■ **Required tasks**:
- a) According to the article on mental illness during pregnancy, how many interviews did the researchers combine with their ethnographic observations?
- b) Decide whether each statement agrees with the article on mental illness during pregnancy: (i) The study appeared in the journal Social Problems. (ii) The researchers carried out three years of ethnographic observations. (iii) Pregnant patients who resisted prescriptions were often seen as sicker.

■ **Text shown**:
☆ ☆ ☆ ☆ ☆

Maternity patients with mental health symptoms receive disparate healthcare when they choose to push back against psychotropic prescriptions. iStockPhoto // Sofiia Petrova

Medicalizing Maternity

In “Psychiatric Gaslighting: The Surveillance of Mental Illness during Pregnancy,” published in Social Problems, authors Charlotte Abel and Stefan Timmermans grapple with a critical issue: the heightened surveillance and social regulation faced by pregnant women with mental health symptoms.

Coupling two years of ethnographic observations with 17 interviews, the researchers found that psychiatrists often treated pregnant women with mental health symptoms as objects of control rather than people deserving support. As patients actively sought autonomy over their pregnancies by managing their use of psychotropic medications, medical practitioners invalidated their concerns regarding their own and their babies’ health by linking “good mothering” with increased medication use. This approach created an imbalance between resistant pregnant patients, who were often viewed as noncompliant and sicker when they pushed back against prescriptions, and compliant pregnant patients, who more willingly accepted the influence of practitioners’ medicalization of their mental health challenges.

Women’s bodies are too often treated as sites of control. In “Psychiatric Gaslighting,” Abel and Timmermans make clear that some psychiatrists leverage their practice to dominate rather than care for pregnant women.

☆ ☆ ☆ ☆ ☆

■ **Data**:
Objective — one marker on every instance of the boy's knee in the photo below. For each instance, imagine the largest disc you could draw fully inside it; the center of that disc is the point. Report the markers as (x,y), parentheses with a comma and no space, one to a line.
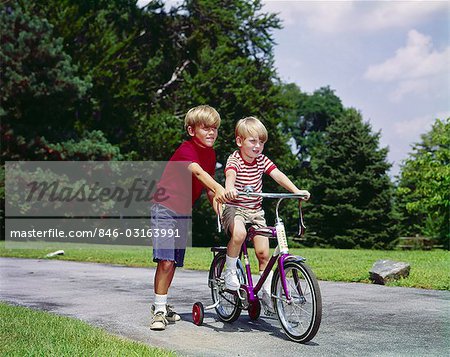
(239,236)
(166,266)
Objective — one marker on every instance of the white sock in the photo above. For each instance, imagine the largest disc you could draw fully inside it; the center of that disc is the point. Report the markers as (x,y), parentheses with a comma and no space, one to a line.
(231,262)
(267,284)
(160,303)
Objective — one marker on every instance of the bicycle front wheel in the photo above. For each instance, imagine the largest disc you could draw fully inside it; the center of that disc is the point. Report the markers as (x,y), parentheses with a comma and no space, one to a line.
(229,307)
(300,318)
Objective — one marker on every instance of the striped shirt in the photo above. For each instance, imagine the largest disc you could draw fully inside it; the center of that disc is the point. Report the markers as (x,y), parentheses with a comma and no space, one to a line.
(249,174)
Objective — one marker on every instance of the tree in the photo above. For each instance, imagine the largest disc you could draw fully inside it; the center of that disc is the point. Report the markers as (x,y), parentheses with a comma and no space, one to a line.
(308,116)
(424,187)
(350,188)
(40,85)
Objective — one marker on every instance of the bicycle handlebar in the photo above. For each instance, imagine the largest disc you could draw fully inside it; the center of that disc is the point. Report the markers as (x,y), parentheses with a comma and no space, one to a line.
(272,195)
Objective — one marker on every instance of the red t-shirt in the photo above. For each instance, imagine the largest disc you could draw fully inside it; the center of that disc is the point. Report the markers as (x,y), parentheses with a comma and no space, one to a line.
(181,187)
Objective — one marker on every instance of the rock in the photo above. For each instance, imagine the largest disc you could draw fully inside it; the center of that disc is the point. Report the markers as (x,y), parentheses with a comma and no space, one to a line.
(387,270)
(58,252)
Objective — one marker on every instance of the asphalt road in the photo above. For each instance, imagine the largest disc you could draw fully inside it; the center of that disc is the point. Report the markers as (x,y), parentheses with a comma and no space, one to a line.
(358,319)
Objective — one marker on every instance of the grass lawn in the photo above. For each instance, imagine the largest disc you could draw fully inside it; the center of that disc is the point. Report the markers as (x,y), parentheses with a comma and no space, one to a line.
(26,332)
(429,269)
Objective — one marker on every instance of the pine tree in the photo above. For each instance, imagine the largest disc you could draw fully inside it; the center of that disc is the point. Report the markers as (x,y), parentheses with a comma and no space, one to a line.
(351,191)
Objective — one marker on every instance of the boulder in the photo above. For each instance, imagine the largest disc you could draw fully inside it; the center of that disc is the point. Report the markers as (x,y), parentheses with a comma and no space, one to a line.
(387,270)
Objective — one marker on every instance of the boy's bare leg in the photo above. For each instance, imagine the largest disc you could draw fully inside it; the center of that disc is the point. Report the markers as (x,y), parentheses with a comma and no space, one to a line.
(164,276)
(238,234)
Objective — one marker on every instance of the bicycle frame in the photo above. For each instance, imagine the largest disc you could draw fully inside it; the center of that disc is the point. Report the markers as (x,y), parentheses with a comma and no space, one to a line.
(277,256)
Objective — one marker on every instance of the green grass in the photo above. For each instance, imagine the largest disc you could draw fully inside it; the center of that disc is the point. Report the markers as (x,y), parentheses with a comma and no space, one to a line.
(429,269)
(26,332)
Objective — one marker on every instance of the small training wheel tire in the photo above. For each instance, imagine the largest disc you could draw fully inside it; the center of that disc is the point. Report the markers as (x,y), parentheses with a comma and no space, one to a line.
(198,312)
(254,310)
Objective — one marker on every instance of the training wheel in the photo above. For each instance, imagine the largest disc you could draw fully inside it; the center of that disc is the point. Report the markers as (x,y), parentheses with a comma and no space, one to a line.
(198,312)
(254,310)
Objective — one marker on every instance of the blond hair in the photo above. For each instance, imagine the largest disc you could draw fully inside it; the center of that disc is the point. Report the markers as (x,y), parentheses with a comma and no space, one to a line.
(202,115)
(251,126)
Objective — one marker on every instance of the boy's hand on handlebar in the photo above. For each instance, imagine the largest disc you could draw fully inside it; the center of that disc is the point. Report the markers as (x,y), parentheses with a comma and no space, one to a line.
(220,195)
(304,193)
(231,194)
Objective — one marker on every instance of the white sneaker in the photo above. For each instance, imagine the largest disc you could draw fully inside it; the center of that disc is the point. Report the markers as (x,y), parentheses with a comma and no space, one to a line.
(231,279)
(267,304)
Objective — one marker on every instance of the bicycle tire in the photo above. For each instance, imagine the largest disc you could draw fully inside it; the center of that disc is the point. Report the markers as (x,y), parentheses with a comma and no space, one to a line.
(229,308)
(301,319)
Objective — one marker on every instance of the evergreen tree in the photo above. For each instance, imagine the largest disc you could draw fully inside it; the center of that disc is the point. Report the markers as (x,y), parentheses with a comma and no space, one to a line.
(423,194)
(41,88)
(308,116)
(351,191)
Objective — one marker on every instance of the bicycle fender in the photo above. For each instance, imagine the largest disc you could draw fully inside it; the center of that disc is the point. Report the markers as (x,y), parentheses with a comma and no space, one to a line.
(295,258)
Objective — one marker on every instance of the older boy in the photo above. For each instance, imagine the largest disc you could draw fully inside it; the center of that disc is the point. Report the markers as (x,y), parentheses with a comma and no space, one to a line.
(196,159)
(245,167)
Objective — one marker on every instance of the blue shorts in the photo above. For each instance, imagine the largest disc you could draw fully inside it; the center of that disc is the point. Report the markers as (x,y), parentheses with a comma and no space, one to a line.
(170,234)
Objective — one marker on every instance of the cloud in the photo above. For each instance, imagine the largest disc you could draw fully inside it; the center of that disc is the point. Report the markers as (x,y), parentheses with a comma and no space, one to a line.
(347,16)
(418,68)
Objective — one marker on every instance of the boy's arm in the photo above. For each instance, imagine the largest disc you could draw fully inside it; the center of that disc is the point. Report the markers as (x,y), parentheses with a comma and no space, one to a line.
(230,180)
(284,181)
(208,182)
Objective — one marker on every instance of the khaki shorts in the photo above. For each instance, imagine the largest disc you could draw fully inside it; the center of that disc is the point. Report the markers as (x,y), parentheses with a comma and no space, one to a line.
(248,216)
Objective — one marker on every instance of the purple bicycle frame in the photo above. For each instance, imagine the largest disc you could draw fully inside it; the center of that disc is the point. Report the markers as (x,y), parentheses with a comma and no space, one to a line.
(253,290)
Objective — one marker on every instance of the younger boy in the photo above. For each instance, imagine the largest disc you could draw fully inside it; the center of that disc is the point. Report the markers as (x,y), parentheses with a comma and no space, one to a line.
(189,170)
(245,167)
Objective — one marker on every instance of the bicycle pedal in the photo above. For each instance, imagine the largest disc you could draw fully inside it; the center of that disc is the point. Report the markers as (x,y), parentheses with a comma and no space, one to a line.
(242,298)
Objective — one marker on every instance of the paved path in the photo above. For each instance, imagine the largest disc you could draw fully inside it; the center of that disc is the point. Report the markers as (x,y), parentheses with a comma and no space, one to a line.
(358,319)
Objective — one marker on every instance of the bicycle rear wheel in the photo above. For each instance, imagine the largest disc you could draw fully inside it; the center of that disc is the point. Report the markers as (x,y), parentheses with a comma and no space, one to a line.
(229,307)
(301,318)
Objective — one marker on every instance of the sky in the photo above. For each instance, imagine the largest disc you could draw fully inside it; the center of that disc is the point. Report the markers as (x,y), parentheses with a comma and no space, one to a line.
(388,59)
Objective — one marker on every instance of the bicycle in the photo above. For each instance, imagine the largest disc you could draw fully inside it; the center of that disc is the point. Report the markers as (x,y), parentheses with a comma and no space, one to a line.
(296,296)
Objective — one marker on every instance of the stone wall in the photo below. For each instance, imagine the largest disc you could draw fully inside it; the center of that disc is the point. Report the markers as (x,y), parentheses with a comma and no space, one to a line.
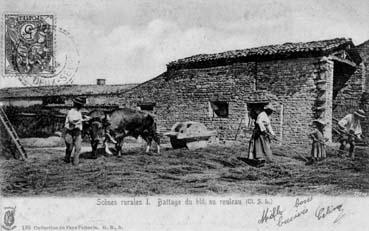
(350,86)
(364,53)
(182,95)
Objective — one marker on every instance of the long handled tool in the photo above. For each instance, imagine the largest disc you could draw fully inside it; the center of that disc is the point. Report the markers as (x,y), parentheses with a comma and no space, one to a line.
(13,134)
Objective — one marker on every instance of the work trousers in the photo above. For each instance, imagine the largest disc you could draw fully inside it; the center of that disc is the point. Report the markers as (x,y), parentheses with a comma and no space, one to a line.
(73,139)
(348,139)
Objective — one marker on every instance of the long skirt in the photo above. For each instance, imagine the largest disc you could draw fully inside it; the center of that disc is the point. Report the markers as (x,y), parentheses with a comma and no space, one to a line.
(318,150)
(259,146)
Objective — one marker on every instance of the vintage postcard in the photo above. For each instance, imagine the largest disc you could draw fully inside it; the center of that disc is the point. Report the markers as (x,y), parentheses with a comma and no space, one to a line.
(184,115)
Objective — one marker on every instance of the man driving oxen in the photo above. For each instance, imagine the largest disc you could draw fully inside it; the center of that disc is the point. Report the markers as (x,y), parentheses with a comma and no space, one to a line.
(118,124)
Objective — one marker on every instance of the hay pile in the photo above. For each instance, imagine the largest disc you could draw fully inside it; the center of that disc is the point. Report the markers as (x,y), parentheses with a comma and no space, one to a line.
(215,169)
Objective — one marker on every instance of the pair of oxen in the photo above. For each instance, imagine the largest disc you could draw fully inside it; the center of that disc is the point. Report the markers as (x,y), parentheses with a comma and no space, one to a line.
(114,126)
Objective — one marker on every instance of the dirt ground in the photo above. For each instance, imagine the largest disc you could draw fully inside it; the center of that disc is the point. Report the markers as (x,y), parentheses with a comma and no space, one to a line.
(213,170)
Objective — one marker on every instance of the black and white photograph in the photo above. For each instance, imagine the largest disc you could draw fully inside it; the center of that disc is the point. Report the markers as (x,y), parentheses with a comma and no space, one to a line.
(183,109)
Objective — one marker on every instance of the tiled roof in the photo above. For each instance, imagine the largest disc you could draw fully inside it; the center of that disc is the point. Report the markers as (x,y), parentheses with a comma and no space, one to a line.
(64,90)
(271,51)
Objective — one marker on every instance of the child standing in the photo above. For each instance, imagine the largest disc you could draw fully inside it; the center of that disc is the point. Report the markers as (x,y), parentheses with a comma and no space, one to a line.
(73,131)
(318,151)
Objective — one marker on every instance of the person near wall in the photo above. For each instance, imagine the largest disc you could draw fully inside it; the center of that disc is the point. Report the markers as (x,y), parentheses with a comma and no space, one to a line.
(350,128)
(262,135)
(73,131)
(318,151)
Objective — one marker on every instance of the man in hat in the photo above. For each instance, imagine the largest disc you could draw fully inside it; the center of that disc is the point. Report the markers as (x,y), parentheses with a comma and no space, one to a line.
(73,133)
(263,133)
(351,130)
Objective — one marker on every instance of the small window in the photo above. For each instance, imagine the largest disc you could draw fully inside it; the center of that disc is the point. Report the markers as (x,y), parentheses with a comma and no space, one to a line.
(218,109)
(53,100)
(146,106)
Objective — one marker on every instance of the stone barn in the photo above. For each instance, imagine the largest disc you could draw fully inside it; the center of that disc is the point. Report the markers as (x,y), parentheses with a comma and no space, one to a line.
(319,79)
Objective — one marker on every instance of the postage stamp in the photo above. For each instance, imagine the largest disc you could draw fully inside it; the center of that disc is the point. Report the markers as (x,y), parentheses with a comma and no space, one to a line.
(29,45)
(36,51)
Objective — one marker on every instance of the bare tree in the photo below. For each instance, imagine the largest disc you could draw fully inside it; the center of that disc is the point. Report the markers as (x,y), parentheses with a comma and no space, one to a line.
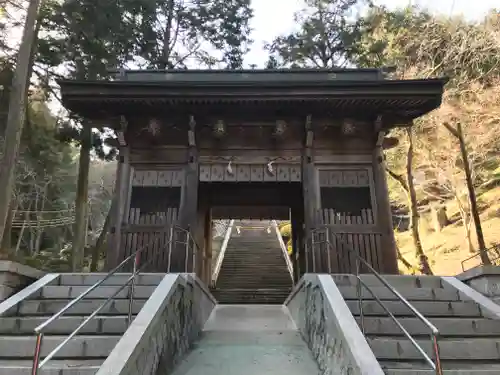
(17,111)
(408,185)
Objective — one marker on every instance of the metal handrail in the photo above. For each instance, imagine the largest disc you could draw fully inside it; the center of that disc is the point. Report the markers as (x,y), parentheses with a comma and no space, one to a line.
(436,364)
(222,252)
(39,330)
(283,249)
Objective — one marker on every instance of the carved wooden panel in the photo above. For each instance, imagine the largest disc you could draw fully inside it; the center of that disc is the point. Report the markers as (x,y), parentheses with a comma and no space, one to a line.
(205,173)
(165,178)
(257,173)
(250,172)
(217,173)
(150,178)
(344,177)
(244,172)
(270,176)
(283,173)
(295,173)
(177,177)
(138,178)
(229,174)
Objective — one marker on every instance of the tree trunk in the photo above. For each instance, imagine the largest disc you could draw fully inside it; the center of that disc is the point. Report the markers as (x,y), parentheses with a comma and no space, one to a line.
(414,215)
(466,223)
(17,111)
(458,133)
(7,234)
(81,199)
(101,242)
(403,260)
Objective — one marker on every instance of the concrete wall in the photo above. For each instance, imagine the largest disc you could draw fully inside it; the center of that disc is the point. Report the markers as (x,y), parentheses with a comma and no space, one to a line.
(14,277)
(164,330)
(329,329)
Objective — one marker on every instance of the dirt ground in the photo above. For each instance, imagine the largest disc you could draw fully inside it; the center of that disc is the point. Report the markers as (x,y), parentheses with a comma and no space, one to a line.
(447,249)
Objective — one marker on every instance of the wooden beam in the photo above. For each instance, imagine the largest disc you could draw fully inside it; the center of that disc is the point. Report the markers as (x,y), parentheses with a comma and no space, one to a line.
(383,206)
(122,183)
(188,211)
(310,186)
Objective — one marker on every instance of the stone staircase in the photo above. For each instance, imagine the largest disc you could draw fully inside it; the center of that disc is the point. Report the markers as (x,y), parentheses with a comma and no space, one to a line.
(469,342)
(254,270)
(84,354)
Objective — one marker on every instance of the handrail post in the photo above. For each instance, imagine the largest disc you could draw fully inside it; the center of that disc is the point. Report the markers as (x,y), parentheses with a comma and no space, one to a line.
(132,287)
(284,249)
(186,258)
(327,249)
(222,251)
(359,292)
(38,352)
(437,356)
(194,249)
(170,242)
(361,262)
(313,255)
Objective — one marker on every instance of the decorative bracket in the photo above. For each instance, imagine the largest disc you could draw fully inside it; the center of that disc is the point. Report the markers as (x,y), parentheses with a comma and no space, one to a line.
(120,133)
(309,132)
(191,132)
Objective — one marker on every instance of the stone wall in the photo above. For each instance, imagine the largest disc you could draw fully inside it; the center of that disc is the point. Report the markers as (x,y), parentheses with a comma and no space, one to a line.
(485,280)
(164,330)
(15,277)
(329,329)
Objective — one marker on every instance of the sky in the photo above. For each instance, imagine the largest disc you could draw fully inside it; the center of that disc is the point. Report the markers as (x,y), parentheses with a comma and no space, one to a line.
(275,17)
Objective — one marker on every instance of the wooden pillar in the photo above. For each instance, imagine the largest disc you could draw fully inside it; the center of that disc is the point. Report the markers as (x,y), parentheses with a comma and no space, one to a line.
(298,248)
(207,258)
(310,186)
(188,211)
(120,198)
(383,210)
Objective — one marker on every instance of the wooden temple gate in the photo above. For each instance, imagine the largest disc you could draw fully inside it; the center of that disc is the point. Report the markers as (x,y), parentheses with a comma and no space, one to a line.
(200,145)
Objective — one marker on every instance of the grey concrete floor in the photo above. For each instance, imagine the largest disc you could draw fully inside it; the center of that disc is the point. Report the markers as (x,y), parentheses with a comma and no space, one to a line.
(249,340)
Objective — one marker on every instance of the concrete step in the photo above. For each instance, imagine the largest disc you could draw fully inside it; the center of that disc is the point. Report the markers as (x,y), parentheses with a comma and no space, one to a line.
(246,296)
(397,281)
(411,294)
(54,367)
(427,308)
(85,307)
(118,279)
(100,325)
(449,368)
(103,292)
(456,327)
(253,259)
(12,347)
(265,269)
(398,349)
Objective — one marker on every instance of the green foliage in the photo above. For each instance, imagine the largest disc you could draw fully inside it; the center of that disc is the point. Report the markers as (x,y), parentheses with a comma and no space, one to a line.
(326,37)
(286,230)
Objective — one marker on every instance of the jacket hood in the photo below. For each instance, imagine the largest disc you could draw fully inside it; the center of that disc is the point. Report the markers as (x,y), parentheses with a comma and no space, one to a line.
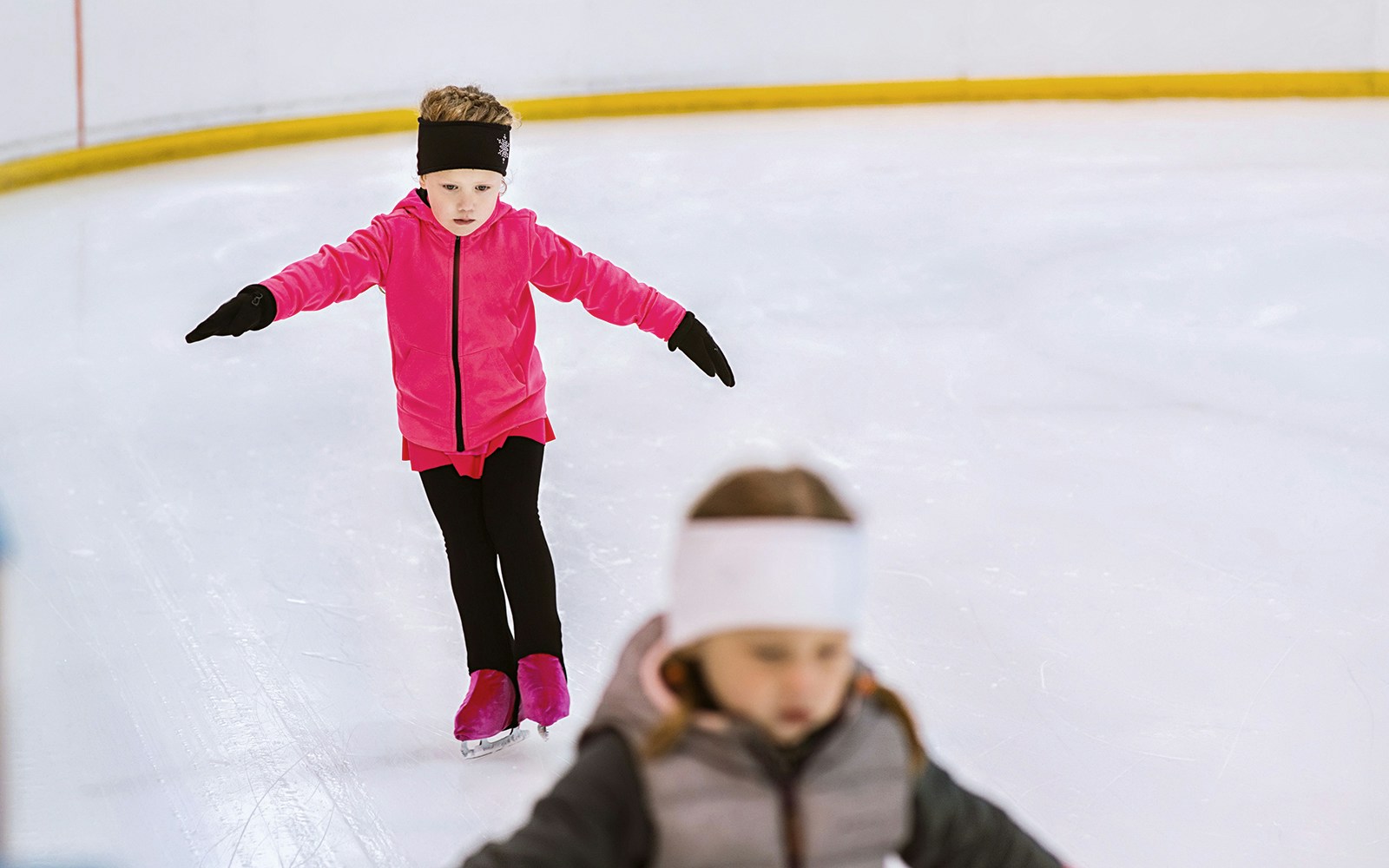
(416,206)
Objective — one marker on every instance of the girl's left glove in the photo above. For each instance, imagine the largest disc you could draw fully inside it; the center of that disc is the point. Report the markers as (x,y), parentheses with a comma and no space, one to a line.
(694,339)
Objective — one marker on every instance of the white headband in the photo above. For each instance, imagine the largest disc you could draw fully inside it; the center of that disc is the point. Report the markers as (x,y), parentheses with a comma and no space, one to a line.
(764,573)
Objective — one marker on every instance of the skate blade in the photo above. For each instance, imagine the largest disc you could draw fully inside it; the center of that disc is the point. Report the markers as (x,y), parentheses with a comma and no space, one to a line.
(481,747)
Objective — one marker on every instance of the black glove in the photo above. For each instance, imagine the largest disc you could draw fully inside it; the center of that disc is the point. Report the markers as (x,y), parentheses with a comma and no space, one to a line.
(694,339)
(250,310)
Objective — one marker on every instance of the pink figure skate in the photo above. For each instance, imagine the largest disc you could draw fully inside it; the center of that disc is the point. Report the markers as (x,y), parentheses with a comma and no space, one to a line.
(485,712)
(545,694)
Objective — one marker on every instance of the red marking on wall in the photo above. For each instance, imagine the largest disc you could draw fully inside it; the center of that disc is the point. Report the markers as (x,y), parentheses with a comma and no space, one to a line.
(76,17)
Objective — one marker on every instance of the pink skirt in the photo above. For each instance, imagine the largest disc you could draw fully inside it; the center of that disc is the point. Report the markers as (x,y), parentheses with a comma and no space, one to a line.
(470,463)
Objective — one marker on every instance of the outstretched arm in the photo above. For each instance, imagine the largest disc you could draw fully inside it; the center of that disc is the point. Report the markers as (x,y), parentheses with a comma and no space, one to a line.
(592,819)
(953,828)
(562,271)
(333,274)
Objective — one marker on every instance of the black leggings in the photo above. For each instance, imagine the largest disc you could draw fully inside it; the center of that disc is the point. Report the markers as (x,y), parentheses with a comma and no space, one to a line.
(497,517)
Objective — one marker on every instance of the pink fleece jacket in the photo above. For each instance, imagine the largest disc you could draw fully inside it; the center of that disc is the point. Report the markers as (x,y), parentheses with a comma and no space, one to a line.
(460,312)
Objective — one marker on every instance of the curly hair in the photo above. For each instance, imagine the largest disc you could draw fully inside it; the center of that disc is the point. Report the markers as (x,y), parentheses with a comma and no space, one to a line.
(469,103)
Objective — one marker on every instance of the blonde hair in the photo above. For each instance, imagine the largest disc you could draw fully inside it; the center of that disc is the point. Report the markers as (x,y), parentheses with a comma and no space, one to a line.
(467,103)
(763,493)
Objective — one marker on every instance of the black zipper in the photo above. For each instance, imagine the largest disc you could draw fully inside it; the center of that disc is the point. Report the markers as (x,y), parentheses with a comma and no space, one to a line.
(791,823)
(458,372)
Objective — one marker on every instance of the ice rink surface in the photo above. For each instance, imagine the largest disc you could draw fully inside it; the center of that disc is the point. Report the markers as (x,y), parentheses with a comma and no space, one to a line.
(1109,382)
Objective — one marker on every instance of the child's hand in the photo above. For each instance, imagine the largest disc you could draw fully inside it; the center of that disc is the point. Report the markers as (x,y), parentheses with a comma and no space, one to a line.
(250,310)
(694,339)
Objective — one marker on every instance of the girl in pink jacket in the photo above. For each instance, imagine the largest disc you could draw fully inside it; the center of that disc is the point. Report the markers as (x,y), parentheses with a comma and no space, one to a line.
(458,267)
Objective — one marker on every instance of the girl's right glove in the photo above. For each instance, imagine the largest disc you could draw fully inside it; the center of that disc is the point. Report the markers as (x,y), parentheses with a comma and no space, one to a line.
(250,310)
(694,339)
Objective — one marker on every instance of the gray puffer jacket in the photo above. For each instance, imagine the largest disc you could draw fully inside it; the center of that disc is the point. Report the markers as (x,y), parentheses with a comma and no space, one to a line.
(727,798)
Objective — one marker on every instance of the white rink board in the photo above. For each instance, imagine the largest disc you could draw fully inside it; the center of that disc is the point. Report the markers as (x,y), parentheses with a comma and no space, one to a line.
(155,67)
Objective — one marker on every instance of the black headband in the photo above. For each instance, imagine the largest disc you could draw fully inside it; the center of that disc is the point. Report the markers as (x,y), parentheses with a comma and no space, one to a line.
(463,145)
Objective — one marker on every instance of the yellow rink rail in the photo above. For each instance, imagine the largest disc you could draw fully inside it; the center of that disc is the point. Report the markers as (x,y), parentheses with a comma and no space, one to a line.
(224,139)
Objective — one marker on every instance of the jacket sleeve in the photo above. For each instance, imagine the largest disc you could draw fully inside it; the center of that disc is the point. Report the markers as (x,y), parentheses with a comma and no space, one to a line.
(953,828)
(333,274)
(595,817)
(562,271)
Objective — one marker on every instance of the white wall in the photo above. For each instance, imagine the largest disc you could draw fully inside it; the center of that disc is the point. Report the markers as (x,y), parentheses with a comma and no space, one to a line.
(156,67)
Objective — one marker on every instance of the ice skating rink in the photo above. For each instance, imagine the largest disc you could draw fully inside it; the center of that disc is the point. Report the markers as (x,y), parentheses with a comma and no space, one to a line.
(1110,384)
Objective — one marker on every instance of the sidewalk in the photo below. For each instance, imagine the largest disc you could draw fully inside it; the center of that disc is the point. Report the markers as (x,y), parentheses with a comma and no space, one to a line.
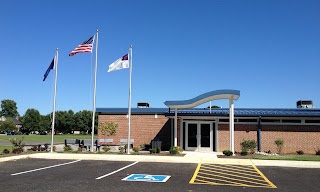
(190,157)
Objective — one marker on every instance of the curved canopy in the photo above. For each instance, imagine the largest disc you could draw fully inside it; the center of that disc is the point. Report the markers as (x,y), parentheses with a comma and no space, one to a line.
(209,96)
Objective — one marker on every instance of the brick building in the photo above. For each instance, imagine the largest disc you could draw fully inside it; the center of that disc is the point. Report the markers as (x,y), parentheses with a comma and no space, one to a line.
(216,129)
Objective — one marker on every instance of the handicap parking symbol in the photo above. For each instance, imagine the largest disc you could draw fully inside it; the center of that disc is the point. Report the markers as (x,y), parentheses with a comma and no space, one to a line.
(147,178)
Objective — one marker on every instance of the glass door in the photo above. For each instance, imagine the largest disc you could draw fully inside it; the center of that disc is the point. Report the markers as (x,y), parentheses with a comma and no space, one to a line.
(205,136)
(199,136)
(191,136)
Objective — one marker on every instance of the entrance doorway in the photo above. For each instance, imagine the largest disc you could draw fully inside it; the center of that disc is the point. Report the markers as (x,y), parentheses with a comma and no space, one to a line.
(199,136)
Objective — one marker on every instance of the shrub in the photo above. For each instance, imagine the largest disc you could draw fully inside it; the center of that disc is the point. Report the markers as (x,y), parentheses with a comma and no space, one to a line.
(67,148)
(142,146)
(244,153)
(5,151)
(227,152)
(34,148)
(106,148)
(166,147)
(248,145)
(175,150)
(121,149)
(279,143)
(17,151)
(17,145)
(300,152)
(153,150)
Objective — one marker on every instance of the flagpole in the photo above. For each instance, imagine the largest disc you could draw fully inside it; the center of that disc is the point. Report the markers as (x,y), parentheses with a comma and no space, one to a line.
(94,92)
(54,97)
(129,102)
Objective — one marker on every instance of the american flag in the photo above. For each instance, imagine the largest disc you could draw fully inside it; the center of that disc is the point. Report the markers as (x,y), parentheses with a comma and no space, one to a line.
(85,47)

☆ ☆ ☆ ☆ ☆

■ **Answers to the problems**:
- a) 17 interviews.

- b)
(i) Yes: "published in Social Problems"
(ii) No: "Coupling two years of ethnographic observations with 17 interviews"
(iii) Yes: "who were often viewed as noncompliant and sicker when they pushed back against prescriptions"